**What needs to be done:** Pull every line that includes the word "girl" from the data.

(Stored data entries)
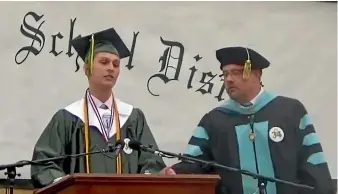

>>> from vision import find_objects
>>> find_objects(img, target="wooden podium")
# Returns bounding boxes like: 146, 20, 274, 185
33, 173, 220, 194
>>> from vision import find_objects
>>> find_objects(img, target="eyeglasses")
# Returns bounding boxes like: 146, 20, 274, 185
222, 69, 244, 78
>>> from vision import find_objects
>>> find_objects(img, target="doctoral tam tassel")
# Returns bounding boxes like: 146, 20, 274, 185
243, 59, 251, 80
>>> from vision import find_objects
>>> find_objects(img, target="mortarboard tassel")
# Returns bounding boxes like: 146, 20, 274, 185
243, 48, 251, 80
89, 34, 95, 75
83, 34, 95, 174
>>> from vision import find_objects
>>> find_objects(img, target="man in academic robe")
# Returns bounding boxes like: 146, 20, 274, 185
30, 27, 166, 188
160, 47, 334, 194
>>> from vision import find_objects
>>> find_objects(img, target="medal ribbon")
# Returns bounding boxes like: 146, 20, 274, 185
87, 91, 113, 141
83, 89, 122, 174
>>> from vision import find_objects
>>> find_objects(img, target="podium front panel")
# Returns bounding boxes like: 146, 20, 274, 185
34, 173, 220, 194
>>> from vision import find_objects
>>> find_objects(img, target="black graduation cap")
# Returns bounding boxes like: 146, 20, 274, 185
216, 46, 270, 70
70, 27, 131, 63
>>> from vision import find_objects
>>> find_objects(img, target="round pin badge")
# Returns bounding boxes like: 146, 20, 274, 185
269, 127, 284, 142
123, 138, 133, 154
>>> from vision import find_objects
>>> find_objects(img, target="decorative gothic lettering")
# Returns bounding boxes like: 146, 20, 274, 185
194, 54, 202, 62
74, 51, 82, 73
215, 75, 226, 101
147, 37, 184, 96
50, 32, 63, 56
187, 66, 198, 89
196, 71, 218, 95
187, 54, 203, 89
14, 11, 228, 102
15, 11, 46, 65
66, 18, 77, 58
126, 31, 140, 70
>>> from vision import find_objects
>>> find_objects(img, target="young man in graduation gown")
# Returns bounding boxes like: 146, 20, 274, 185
161, 47, 334, 194
30, 28, 166, 188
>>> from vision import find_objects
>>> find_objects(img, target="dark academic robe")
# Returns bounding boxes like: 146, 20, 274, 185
172, 90, 334, 194
31, 98, 166, 188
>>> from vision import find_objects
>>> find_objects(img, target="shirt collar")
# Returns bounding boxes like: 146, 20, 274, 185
250, 87, 264, 105
90, 94, 113, 110
240, 87, 264, 107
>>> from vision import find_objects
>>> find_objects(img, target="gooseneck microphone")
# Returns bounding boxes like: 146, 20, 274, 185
0, 140, 125, 194
125, 139, 315, 194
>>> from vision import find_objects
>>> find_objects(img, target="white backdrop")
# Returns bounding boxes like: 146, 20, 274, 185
0, 1, 336, 179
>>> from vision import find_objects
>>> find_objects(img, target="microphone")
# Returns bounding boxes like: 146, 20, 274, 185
126, 139, 143, 150
106, 138, 134, 156
0, 140, 124, 194
122, 138, 133, 154
125, 139, 315, 193
0, 141, 124, 171
126, 139, 177, 159
106, 139, 125, 156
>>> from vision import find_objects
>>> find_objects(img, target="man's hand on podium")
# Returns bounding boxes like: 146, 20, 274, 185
159, 167, 176, 175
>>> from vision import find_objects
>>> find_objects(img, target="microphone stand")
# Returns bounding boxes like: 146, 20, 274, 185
137, 144, 314, 194
0, 145, 120, 194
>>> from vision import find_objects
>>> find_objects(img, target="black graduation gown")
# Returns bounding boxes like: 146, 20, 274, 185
30, 98, 166, 188
172, 90, 334, 194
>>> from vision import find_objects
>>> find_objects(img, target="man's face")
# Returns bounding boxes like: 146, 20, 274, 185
86, 52, 120, 89
222, 64, 258, 101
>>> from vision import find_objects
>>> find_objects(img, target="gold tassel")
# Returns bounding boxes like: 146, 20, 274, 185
89, 34, 95, 75
243, 59, 251, 79
83, 35, 95, 172
83, 94, 90, 173
112, 92, 122, 174
243, 48, 251, 79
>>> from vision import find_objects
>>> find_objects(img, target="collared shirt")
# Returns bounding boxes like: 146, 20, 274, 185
89, 94, 113, 136
90, 94, 113, 110
250, 87, 264, 105
241, 87, 264, 107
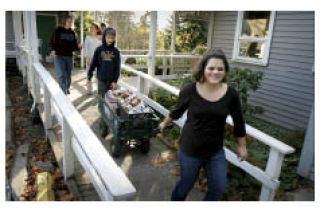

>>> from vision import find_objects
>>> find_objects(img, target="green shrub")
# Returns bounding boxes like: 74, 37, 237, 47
120, 69, 136, 77
228, 67, 264, 116
136, 58, 147, 65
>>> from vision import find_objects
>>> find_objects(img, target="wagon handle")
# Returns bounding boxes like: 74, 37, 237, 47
153, 123, 174, 135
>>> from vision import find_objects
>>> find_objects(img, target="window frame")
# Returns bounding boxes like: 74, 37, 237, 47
232, 11, 276, 66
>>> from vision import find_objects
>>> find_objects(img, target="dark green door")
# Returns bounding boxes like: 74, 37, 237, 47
36, 15, 57, 61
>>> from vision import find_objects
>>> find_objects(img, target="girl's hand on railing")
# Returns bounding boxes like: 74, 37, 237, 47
159, 122, 166, 133
159, 117, 174, 133
237, 145, 248, 161
153, 122, 174, 135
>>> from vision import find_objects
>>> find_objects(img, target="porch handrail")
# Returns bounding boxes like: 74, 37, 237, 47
19, 47, 136, 201
121, 54, 202, 59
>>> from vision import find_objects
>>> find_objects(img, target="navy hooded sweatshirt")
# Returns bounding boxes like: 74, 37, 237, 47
87, 30, 121, 83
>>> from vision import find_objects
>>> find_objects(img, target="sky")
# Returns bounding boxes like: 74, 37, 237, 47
133, 11, 173, 31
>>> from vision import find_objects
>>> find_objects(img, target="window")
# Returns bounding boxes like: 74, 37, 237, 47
232, 11, 275, 66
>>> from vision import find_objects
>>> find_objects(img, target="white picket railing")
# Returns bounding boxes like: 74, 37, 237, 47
118, 64, 295, 201
121, 54, 202, 75
12, 11, 137, 201
17, 47, 136, 201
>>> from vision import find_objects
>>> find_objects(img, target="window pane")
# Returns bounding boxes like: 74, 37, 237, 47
241, 11, 270, 37
238, 41, 265, 59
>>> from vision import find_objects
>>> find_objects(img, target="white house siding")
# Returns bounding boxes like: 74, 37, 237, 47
211, 11, 314, 130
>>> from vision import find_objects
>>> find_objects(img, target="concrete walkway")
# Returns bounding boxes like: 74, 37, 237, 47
41, 63, 205, 201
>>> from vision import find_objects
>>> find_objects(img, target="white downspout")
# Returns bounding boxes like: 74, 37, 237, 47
80, 11, 84, 68
170, 11, 176, 74
207, 12, 214, 50
148, 11, 157, 77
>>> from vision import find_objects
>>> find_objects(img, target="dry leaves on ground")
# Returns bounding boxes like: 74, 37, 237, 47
5, 147, 16, 176
170, 167, 180, 176
163, 152, 177, 162
151, 156, 166, 168
193, 168, 208, 192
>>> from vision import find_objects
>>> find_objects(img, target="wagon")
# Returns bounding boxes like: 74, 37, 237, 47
98, 93, 160, 157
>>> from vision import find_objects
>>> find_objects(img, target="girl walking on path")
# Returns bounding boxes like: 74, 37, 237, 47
84, 23, 102, 94
84, 23, 102, 68
159, 49, 248, 201
50, 15, 82, 94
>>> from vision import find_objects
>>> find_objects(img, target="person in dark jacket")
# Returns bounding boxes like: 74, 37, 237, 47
159, 49, 248, 201
86, 27, 121, 111
50, 15, 82, 94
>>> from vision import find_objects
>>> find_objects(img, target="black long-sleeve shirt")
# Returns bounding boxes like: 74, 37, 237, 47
169, 82, 246, 159
49, 27, 80, 57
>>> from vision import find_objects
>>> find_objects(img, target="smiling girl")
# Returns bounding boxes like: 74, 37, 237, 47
159, 49, 247, 201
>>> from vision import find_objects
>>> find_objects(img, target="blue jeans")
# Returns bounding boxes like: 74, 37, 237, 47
171, 148, 227, 201
97, 79, 112, 114
54, 56, 73, 94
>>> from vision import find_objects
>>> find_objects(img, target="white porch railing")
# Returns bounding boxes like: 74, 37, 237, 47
118, 64, 295, 201
18, 47, 136, 201
13, 11, 136, 201
121, 54, 202, 76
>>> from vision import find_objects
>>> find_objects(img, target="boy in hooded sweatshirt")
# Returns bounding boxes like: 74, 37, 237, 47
86, 27, 121, 112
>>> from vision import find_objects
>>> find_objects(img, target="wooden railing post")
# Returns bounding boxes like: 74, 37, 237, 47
34, 71, 41, 104
62, 117, 75, 181
170, 54, 174, 74
26, 53, 32, 96
43, 86, 52, 130
259, 148, 284, 200
162, 57, 167, 76
137, 75, 145, 95
22, 52, 28, 84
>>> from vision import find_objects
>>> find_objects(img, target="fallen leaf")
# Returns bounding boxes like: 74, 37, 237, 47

**Exercise output:**
>>> find_objects(img, target="girl's hand on railing")
>>> find_objects(img, target="girl walking on path")
>>> find_objects(img, target="smiling girl")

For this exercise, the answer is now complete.